> [DOCUMENT PASSAGE]:
★ ★ ★ ★ ★ ★ ★

By John Miller
ZURICH (Reuters) - Swiss contract drug manufacturer Lonza (S:LONN) said on Friday it is focusing on a small number of key development projects related to potential vaccines and treatments for coronavirus after receiving dozens of clinical and commercial enquiries.
The Basel-based company's pharmaceuticals, biotech and nutrition business has received more than 40 enquiries regarding projects relating to COVID-19, it said.
"While the business cannot participate in every initiative, it is focusing on a small number of key development projects relating to both vaccines and therapeutic treatments, which may help to contain the spread of the pandemic," Lonza said.
The disease that has infected more than 2 million people worldwide and killed around 150,000 has set off a race among drugmakers to find an antidote.
Some companies focus on medicines to treat symptoms, while others seek a vaccine to protect people from catching the virus that attacks the respiratory system.
A Lonza spokeswoman said the projects range from smaller pre-clinical projects to commercial discussions with drugmakers that are further along in their projects and may eventually need help to scale up production quickly.
Some experts have raised concern that capacity constraints will hold back treatments that otherwise should be cheap to manufacture.
So far, there are no approved coronavirus treatments or vaccines, though many older drugs are being tested, including Gilead Sciences' (O:GILD) remdesivir treatment for Ebola, whose early clinical trial results for COVID-19 have at least lifted optimism that options could be in sight.
LIQUIDITY BOOST
Lonza has suffered only minor disruptions from the outbreak, it said. It reported a 7.4% increase in first-quarter sales to 1.64 billion Swiss francs ($1.69 billion), a figure it reported outside its normal schedule for releasing results.
The company has a "strong level of liquidity" -- last week, it placed its first-ever eurobond of 500 million euros, with a 1.65% coupon and seven-year maturity, as well as a 300 million Swiss franc bond -- and said it is continuing with key strategic growth projects and long-term investments.
A carve-out of its specialty ingredients unit, announced last year as a potential precursor to the disposal or spin-off of the business, remains on track, Lonza added.

★ ★ ★ ★ ★ ★ ★

> [INPUT DATA]:

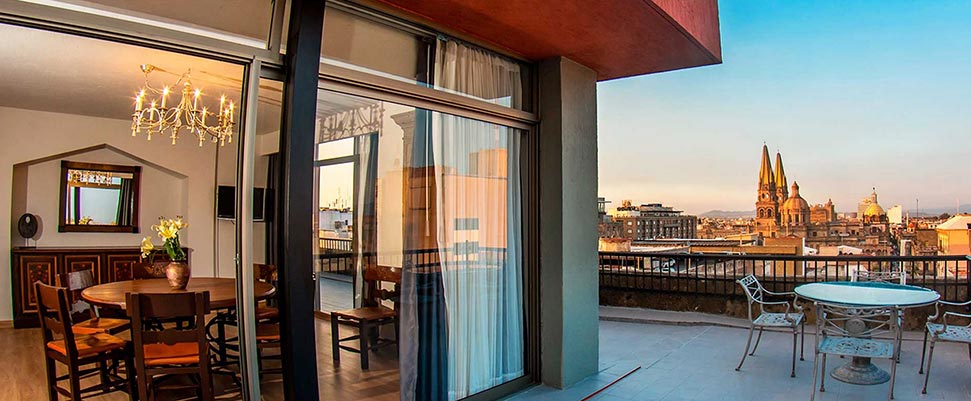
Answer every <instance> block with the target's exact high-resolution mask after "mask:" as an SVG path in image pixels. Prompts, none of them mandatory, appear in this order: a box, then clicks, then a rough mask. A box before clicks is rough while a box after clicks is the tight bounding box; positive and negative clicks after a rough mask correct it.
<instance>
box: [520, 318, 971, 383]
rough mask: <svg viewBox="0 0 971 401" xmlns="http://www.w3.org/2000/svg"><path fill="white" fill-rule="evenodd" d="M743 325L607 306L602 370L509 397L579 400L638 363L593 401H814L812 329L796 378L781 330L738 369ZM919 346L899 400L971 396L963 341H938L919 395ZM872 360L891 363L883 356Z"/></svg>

★ ★ ★ ★ ★ ★ ★

> [EXERCISE REQUIREMENTS]:
1) According to the Lonza article, how many enquiries about COVID-19 projects has the company's pharmaceuticals, biotech and nutrition business received?
2) Rewrite the stretch of the Lonza article from "A Lonza spokeswoman" through "up production quickly.", replacing "spokeswoman" with "representative".
The data above come from a different source than the Lonza article.

> [RESPONSES BY TASK]:
1) More than 40.

2)
A Lonza representative said the projects range from smaller pre-clinical projects to commercial discussions with drugmakers that are further along in their projects and may eventually need help to scale up production quickly.